**SHORT EXERCISE**
Answer these questions from the Seánie Barry profile:
(a) In which town and county was Barry born?
(b) In which years did he win Fitzgibbon Cup titles, and in which of those years was he team captain?
(c) In what position did he win two East Cork minor hurling titles, and in which years?

**EXCERPT**
|---|

Seánie Barry

Personal information
- Native name: Seánie de Barra (Irish)
- Nickname: Seánie
- Born: 1945 (age 80–81) Rathcormac, County Cork, Ireland
- Occupation: Roman Catholic priest
- Height: 5 ft 11 in (180 cm)

Sport
- Sport: Hurling
- Position: Left wing-forward

Clubs
- Years: Club / Apps (scores)
- 1963-1985 1965-1971 1965-1967 1968-1971: Sarsfields Bride Rovers → UCC → Imokilly / 9 (5-44) 6 (2-40)

Club titles
- Cork titles: 0

College
- Years: College
- 1964-1968: University College Cork

College titles
- Fitzgibbon titles: 2

Inter-county*
- Years: County / Apps (scores)
- 1966-1971: Cork / 12 (4-34)

Inter-county titles
- Munster titles: 2
- All-Irelands: 2
- NHL: 1
- *Inter County team apps and scores correct as of 17:02, 18 April 2015.

= Seánie Barry =

Irish hurler

Seánie Barry (born 1945) is an Irish former hurler and manager. At club level he played with Sarsfields, Bride Rovers, University College Cork and Imokilly and was also a member of the Cork senior hurling team.

==Early life==

Born and raised in Rathcormac, County Cork, Barry first played as a schoolboy in various juvenile competitions at Rathcormac National School before later lining out as a student at St Finbarr's College in Cork. He was a member of the first St Finbarr's team to win the Harty Cup in 1963 before later claiming the All-Ireland title. After beginning his clerical studies at University College Cork in 1964, Barry immediately began a four-year association with the senior hurling team. During that time he won successive Fitzgibbon Cup titles in 1966 and as team captain in 1967.

==Club career==

Barry began his club career at minor level with Sarsfields. In his early playing days he was a goalkeeper and won two East Cork minor hurling titles in that position in 1960 and 1961 before spending his last two years in the grade as a forward. Barry spent a number of years playing junior and intermediate hurling with Sarsfields before becoming eligible to line out at senior level with University College Cork in 1965. He was on the college team that lost consecutive county finals to St. Finbarr's in 1965 and Avondhu in 1966 when he was top scorer.

|---|

**DATASET EXCERPT**
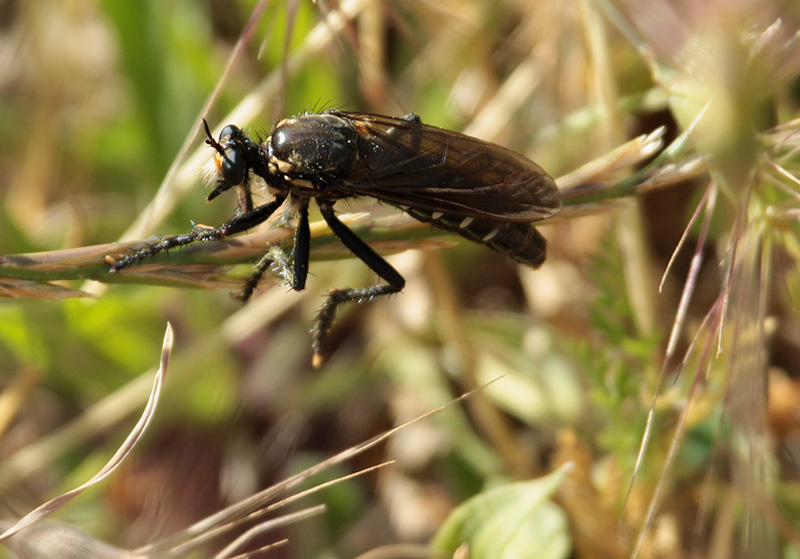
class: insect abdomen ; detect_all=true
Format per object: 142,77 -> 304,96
406,208 -> 547,268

|---|

**SOLUTION**
(a) Rathcormac, County Cork.
(b) 1966 and 1967; he was team captain in 1967.
(c) Goalkeeper, in 1960 and 1961.